┌──
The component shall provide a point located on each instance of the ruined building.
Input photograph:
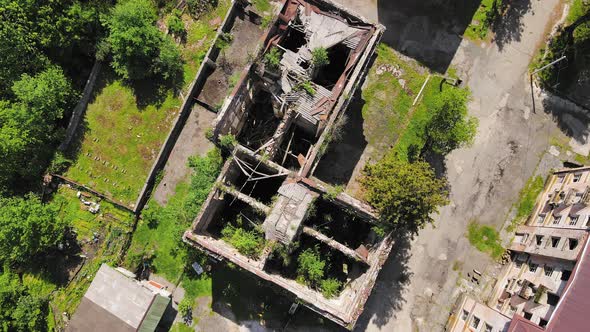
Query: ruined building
(282, 112)
(544, 253)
└──
- _STATED PROBLEM_:
Print every line of the items above word for word, leaving out the pictures.

- _TASK ANSWER_:
The component shall provide a point located on each instance of the ruined building.
Input photograph:
Query: ruined building
(282, 112)
(544, 253)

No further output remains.